What you have to do: In the entries below, the lines from the one with "Locate every instance of the road" through the one with "Locate every instance of the green metal" are to be copied exactly; both ends count.

Data for this task Block Start

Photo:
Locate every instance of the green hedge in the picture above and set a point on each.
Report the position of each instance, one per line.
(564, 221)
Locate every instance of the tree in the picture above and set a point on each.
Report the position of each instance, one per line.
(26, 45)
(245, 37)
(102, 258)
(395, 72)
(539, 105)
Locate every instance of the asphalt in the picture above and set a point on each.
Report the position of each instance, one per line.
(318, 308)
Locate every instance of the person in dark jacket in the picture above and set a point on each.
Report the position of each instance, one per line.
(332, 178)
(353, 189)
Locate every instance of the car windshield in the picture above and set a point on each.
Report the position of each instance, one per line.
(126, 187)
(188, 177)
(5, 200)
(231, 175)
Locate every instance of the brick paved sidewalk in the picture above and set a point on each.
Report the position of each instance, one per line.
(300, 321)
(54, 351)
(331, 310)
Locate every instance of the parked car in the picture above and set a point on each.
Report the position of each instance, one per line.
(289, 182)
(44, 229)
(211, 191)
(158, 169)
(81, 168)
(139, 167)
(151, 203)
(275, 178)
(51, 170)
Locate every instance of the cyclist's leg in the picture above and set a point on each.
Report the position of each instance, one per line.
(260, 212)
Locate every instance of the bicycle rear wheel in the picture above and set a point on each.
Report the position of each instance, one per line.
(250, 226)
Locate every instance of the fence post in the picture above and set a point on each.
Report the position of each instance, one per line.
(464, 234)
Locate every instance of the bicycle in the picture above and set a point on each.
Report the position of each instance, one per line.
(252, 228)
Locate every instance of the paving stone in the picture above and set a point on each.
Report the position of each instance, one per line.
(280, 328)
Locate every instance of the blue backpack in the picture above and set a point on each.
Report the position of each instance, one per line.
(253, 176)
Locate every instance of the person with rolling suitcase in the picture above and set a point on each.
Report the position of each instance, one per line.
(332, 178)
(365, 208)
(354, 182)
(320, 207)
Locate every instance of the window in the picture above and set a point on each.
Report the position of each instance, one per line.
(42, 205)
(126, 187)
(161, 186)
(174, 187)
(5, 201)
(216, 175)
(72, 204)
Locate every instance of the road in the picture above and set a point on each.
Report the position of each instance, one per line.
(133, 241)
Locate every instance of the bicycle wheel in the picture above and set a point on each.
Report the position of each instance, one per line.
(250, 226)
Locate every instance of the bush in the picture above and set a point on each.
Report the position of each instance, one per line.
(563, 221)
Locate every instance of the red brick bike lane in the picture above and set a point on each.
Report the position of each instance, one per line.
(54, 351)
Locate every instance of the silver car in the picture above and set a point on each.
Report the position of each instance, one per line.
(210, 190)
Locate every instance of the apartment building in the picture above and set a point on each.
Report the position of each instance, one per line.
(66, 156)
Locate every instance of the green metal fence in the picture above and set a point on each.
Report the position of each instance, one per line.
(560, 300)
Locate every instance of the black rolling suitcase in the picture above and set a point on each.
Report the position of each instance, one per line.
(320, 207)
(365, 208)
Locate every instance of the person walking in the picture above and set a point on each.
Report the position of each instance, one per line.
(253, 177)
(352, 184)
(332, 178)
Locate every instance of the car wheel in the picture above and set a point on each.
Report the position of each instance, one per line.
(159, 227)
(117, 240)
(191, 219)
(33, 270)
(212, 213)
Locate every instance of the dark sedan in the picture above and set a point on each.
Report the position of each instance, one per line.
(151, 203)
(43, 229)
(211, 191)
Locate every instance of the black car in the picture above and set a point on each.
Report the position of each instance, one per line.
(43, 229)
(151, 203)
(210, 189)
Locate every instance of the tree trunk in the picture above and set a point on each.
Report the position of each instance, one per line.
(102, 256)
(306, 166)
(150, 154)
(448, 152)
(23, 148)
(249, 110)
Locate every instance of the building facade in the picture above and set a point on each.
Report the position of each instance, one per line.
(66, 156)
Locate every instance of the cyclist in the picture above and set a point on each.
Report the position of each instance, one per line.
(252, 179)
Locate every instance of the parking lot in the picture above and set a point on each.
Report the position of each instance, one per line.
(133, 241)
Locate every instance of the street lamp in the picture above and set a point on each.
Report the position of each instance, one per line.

Data for this task Block End

Reply:
Locate every instance of the road in the picture above and set a point on each.
Report the position of each instance, one per line.
(133, 241)
Locate every instance of the bicycle wheel in the picture above and set a point on each.
Report the position of each instance, one per line.
(250, 226)
Locate every instance of the bush in the picture above and set a point on each.
Report the position of each instance, one per line.
(563, 221)
Locate every instance of the red brick bike lane in the picture above and set a point on each.
Report the position of each instance, one per line.
(54, 351)
Locate every instance of the silver car in the picture above and set a point on each.
Report the position of each instance, one per line.
(210, 190)
Locate every instance of the apartment building in the picture above and set a point on each.
Report the position of each instance, one per line.
(66, 156)
Locate every instance of the green metal fence in the picture above and set a point on each.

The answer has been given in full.